**Problem details:**
Go through the entries below and tally the lines containing the string "marker"; report only the tally.

**Source records:**
========================
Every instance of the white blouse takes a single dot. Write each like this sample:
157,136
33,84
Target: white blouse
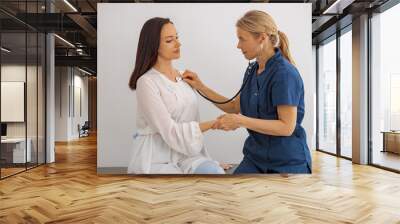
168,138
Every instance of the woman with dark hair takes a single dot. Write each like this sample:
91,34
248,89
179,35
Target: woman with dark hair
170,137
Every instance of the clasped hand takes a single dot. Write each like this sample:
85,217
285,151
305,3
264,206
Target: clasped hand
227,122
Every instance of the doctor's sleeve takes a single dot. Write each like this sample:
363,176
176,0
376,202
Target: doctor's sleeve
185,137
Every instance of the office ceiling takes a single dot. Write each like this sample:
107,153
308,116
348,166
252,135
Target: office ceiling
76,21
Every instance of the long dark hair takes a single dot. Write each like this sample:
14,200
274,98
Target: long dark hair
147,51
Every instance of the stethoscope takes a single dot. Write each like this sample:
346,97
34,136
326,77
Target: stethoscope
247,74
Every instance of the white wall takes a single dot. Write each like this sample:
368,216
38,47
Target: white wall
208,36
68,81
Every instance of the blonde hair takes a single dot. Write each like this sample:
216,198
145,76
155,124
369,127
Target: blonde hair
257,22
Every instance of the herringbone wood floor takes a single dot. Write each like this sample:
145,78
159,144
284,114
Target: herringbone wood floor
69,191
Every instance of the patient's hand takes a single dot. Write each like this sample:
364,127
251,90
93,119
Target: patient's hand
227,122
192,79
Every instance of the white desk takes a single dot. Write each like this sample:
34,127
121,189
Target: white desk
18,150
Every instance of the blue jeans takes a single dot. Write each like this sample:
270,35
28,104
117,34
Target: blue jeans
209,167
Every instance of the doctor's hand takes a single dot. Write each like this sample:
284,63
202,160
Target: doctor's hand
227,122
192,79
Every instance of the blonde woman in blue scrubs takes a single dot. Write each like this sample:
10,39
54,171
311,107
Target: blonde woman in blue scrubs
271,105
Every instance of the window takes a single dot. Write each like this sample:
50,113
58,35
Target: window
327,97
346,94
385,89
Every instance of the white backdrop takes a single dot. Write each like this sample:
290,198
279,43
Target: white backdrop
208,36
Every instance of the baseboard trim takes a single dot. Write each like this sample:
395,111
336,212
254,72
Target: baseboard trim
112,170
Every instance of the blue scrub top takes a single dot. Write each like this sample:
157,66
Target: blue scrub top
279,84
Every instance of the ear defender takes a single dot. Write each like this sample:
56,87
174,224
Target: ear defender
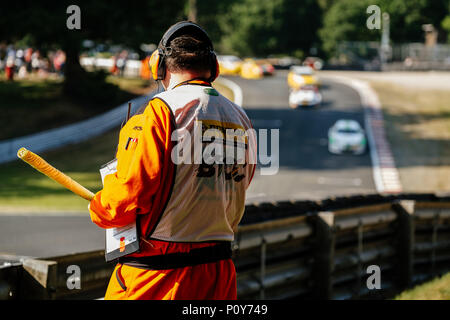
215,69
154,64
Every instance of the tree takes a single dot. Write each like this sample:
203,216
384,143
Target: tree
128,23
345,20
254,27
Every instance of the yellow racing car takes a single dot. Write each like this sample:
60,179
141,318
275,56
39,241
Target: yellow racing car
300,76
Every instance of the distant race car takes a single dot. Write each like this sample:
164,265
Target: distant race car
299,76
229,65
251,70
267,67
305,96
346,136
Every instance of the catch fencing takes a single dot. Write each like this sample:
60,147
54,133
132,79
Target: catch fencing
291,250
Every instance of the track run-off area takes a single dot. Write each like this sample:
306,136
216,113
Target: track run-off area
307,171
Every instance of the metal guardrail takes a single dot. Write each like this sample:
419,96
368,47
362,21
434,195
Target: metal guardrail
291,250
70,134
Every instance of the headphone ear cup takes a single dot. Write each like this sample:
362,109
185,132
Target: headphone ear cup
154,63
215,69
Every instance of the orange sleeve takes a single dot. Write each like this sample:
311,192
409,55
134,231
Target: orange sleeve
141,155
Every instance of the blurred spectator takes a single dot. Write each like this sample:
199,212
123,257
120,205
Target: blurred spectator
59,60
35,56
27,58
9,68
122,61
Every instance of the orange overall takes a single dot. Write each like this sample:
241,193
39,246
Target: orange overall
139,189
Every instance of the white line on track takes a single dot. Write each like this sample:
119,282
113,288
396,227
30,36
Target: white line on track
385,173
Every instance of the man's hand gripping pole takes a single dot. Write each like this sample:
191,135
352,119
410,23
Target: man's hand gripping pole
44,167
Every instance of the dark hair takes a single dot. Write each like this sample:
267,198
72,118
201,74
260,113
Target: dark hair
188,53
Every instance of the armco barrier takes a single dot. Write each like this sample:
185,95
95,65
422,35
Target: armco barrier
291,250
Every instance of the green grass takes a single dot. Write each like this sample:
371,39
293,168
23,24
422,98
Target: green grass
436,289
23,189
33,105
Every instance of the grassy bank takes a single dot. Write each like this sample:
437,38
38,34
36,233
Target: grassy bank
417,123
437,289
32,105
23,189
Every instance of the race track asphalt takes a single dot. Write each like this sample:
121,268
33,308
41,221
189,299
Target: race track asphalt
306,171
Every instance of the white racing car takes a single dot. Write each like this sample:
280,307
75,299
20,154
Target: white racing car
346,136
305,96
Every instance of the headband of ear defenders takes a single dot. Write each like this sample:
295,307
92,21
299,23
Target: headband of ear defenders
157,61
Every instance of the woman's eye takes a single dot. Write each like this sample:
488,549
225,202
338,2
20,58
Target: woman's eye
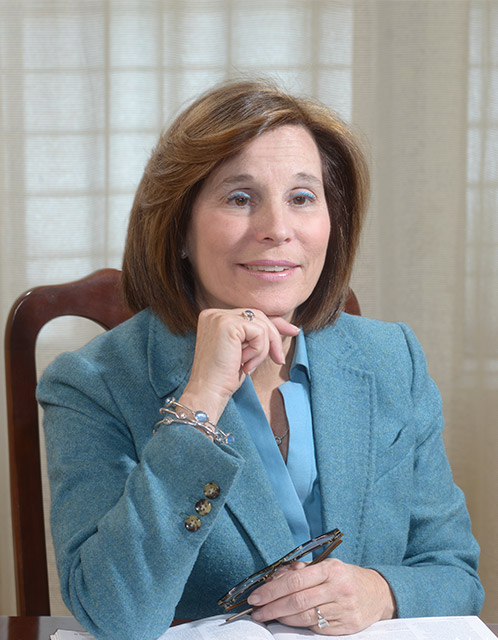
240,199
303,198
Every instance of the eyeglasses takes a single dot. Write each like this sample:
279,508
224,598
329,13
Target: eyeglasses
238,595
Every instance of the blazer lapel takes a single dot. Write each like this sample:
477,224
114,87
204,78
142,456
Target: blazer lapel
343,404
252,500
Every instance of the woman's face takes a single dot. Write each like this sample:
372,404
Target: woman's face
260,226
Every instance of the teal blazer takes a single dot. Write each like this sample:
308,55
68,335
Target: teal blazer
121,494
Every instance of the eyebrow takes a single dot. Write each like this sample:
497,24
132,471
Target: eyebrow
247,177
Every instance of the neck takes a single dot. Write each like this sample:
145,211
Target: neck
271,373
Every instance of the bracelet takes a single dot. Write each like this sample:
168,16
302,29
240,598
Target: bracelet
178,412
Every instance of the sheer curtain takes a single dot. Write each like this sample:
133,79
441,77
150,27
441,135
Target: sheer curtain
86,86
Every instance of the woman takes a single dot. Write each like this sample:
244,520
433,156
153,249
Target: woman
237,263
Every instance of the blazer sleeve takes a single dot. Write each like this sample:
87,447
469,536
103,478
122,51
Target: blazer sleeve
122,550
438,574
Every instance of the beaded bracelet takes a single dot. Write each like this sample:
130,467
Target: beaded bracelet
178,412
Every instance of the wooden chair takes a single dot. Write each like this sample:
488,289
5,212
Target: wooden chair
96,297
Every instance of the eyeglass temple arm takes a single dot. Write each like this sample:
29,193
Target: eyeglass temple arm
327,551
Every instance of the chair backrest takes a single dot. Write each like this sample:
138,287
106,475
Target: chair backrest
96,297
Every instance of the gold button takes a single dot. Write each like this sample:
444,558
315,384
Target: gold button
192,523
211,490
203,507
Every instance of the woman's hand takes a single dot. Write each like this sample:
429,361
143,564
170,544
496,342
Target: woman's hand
========================
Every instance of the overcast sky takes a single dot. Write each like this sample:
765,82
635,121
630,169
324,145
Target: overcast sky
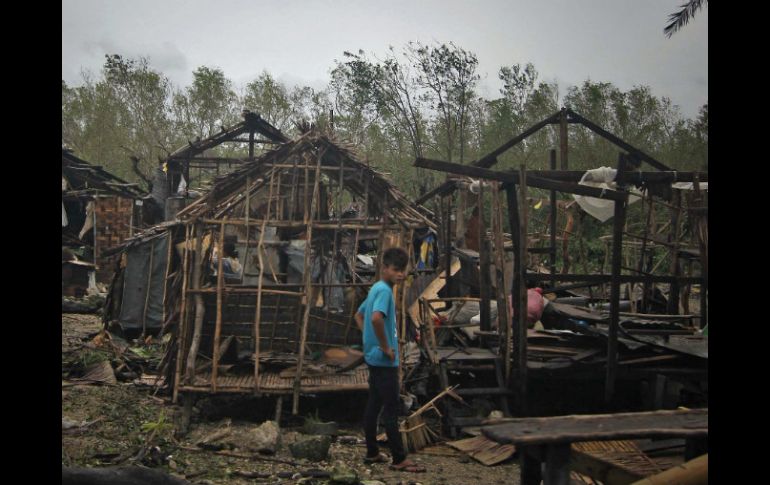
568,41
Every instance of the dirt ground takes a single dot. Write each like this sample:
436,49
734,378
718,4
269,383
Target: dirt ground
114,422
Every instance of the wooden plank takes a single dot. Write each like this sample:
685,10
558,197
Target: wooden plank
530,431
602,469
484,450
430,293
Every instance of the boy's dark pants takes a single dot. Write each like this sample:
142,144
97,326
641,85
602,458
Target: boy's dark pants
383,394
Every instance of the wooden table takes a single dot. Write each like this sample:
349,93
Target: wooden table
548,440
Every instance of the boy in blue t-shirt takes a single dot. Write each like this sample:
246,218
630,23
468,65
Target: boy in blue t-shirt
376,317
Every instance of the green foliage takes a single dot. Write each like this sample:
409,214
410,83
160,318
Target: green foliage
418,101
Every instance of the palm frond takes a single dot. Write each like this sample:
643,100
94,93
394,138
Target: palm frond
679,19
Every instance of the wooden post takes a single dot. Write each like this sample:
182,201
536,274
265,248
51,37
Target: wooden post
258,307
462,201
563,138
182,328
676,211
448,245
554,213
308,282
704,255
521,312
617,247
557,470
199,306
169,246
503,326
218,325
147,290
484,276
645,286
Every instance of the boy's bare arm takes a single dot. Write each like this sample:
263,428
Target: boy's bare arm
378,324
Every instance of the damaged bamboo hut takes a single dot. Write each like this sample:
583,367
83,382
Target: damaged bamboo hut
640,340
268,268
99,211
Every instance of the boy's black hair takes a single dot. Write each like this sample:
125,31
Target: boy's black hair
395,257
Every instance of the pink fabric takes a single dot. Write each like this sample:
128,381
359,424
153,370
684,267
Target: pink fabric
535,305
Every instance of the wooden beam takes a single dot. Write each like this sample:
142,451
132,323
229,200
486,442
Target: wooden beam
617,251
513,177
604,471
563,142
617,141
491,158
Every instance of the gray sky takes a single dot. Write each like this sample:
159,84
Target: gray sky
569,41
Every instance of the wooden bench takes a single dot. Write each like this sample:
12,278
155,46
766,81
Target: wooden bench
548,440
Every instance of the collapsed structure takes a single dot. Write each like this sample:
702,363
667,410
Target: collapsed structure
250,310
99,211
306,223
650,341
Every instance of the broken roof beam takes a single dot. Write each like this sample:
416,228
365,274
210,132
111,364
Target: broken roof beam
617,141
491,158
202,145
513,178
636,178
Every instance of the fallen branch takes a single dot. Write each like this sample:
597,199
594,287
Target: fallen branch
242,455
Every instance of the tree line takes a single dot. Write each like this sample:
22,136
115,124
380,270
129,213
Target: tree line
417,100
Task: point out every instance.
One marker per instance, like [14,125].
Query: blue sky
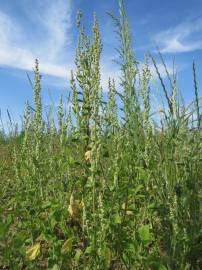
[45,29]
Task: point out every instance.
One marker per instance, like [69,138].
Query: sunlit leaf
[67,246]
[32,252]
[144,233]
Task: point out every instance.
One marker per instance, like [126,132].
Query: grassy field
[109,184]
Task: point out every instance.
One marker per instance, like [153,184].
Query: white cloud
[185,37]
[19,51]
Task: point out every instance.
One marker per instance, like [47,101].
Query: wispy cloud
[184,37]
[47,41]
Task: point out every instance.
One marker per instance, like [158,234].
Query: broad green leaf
========================
**Solution to this exercise:**
6